Lake: Welcome home from the circus Daniel Buckland. Watch out world for Ryan Dittman.
Love & Prozac: Sonja ‘The Porra’ Esquera does a kickass remix of the ‘Eat. Pray. Love’ theme of a woman searching for love in a time of Tinder.
Dirty Words: Props to Jon Keevy. The man has the beard and the temperament to call himself a real playwright. And him and the crew at the Alexander Bar & Café are doing good things for South African theatre.
Being Norm: When last did you let a mime abuse your imagination? Richard Antrobus does a great job at this. For kiddy winkles and cynical parents alike.
Amateur Hour: Three words: Jemma Kahn’s boobies. Let’s hope that the rest of the sketches in this promising show (admittedly, still a work in progress) can soon match the standard of genius set by South African theatre’s femme fatale unraveling her midriff onstage.

■ **WORK ITEM**: Continue the list of short theater reviews above, picking up after its last entry.

[Stored data entries]
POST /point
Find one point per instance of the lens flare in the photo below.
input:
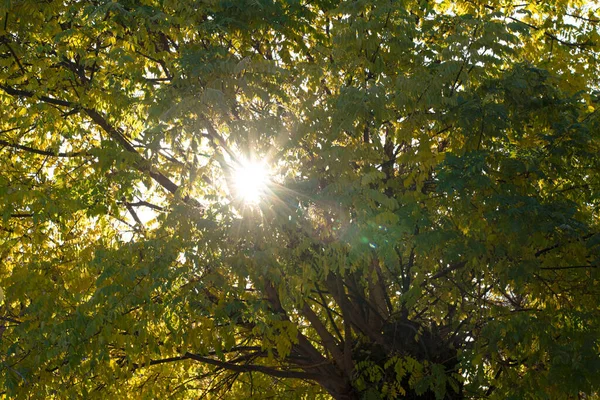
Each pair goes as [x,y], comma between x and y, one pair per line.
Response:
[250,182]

* * *

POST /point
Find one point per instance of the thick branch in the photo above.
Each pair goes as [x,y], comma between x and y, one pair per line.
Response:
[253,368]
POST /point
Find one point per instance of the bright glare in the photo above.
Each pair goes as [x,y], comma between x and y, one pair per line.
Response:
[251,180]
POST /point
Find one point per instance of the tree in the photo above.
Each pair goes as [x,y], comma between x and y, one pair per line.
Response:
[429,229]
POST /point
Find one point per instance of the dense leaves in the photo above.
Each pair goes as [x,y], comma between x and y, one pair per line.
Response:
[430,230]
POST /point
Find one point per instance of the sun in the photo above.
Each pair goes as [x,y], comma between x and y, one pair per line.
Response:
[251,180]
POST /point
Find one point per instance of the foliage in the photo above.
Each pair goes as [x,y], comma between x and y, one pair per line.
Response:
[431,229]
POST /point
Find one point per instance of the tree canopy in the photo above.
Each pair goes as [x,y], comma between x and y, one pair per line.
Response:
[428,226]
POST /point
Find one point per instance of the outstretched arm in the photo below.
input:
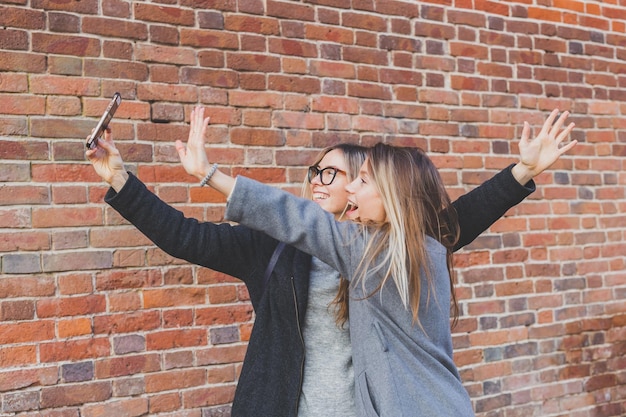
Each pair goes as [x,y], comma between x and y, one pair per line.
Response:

■ **TASK OUTPUT**:
Mainstream Vibes For Old People:
Same Time Next Year: This is the kind of risqué theatre that the Eastern Cape farmers dig on. The envelope is pushed by the theme: a man and a woman, both separately married, meet each year in a hotel room to have an affair. You’re like: I want to love that this couple are so in love, but they’re acting in sin. I’m so conflicted. Julie Hartley is lank hot and so is Paul du Toit. You can catch him soon in The Rocky Horror Picture Show at The Fugard.
The Ballad of Dirk de Bruin: Boring vibe if you are looking for a vibe. Kif vibe if you want to reminisce about growing up during apartheid.
Black and Blue: Sylvaine Strike is the original Cell C siren, the voice that launched a thousand cellphone contracts. She can act too. This is a poignant story about her learning to deal with life again, through her ‘garden boy’, after her hubby hangs himself in the garden.
The Snow Goose: A popular WW2 story, with James Cairns sounding like a cute, young Anthony Hopkins version of Hannibal Lecter that I could gobble up with a table spoon.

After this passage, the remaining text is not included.